-- Begin Records provided --

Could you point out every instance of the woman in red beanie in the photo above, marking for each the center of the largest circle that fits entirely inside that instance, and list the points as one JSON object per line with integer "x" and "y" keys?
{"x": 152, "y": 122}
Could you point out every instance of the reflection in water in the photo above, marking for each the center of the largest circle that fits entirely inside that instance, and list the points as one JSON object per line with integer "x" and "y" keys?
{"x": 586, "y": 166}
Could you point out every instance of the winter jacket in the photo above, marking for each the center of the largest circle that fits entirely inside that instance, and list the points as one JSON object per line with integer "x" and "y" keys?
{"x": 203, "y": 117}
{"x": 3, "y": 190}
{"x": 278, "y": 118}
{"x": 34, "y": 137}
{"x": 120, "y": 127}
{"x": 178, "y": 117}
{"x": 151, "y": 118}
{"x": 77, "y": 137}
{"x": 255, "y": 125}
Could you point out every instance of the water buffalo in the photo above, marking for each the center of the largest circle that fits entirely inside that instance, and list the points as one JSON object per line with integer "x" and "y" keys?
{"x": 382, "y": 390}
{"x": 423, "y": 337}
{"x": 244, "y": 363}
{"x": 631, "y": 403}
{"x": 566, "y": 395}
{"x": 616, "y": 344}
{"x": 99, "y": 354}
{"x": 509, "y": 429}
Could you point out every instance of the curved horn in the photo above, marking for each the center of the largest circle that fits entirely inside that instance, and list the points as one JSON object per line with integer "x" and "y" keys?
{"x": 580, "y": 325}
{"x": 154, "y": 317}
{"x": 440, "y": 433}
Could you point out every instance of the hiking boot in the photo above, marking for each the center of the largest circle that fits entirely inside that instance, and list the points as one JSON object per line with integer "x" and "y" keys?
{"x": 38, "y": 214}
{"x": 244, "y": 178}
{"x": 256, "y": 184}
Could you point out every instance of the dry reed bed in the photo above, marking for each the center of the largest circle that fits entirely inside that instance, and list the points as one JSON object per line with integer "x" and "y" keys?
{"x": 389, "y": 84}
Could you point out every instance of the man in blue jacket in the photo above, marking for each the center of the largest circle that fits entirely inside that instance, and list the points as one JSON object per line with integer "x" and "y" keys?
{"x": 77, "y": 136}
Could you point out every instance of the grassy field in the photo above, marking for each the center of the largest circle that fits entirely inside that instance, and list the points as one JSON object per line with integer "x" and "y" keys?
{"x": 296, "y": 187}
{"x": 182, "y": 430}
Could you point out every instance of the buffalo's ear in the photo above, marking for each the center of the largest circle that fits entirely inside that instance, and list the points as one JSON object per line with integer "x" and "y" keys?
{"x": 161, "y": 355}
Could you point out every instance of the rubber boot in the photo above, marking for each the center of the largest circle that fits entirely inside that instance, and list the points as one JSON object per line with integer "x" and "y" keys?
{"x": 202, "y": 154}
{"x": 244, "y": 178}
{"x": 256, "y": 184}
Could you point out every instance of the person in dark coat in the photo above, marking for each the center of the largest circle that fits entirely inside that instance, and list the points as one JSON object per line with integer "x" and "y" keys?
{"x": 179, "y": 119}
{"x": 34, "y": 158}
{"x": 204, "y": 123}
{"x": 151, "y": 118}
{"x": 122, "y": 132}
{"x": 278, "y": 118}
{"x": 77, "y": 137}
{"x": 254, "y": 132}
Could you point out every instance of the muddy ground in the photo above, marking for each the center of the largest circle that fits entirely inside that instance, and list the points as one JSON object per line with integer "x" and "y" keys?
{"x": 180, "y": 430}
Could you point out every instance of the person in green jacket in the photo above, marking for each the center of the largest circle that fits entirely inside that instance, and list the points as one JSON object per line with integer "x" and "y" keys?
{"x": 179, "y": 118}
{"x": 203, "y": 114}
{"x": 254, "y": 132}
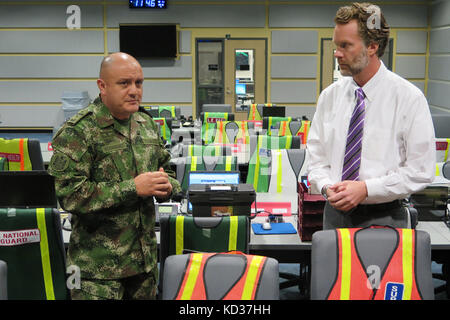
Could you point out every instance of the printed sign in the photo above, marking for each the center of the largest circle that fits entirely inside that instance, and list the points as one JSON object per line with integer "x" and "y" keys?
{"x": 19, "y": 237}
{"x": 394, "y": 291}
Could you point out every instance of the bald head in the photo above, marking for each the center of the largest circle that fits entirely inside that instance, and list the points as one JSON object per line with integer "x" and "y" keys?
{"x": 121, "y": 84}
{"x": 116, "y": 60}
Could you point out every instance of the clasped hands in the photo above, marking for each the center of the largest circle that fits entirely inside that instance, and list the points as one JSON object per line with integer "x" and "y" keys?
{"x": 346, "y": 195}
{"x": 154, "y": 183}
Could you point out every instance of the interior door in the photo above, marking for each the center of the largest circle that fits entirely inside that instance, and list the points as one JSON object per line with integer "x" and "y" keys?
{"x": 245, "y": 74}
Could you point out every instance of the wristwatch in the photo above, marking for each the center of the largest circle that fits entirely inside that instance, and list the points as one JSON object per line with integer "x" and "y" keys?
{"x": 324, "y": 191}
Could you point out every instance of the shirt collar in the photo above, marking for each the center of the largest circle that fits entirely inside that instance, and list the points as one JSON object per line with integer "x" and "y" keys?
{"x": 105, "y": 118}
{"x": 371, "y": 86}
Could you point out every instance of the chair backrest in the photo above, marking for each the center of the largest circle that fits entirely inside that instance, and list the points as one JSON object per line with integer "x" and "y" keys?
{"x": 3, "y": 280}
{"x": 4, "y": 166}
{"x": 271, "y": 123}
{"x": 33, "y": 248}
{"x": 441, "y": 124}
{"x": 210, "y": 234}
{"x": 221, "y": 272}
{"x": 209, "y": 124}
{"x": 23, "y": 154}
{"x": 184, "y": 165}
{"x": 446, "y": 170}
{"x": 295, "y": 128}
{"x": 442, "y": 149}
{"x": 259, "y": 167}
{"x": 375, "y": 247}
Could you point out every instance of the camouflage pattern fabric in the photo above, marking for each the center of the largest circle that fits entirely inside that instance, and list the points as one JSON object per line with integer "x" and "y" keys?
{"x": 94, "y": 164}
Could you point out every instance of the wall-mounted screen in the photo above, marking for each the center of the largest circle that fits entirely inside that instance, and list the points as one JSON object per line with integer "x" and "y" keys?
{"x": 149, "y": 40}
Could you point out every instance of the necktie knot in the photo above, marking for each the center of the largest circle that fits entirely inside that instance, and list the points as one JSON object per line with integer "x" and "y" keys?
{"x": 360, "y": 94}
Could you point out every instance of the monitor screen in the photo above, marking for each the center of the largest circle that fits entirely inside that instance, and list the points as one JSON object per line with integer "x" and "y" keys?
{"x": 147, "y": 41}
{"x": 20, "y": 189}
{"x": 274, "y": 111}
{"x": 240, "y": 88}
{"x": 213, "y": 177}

-- End Records provided --
-- Begin Records provided --

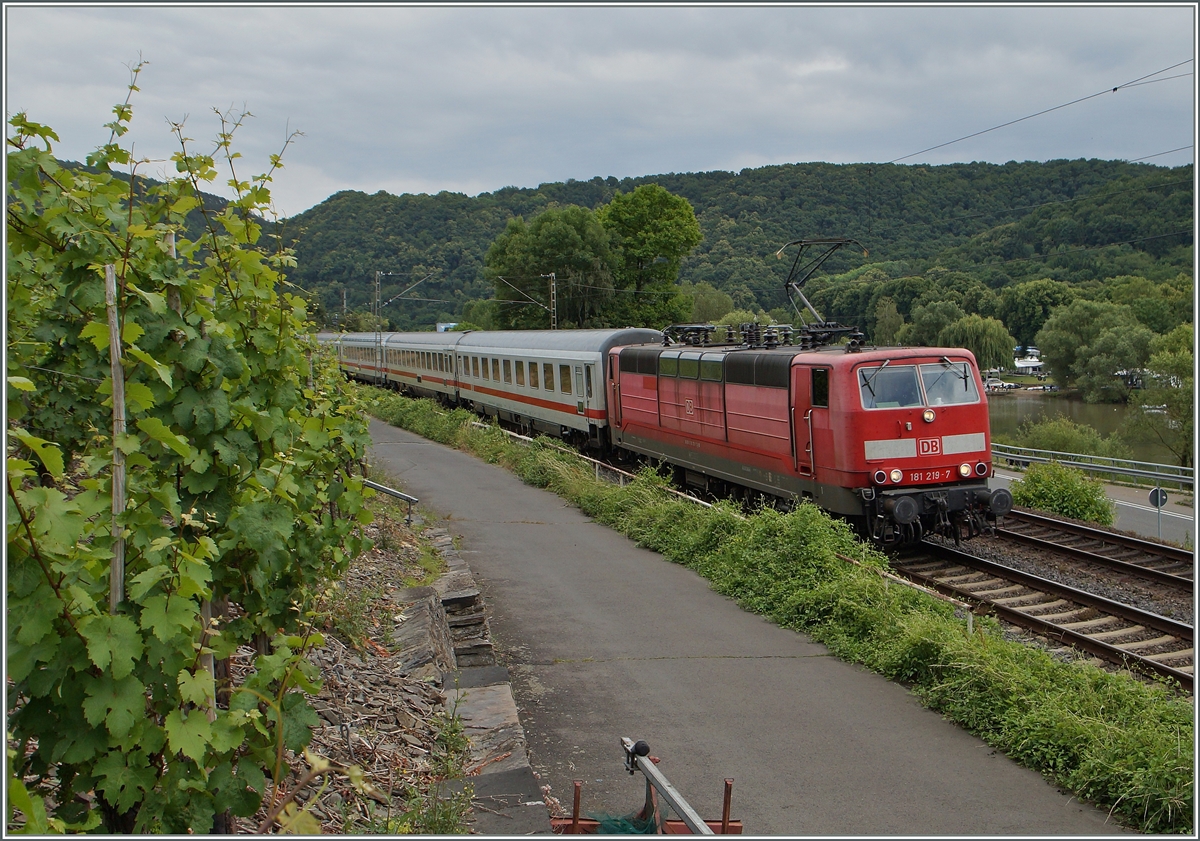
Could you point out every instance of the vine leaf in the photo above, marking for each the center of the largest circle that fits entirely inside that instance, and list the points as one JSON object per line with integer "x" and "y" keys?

-- End Records provided --

*Task statement*:
Tally the lines in the material above that contain the string "screen", and reply with that number alone.

*Completed task*:
2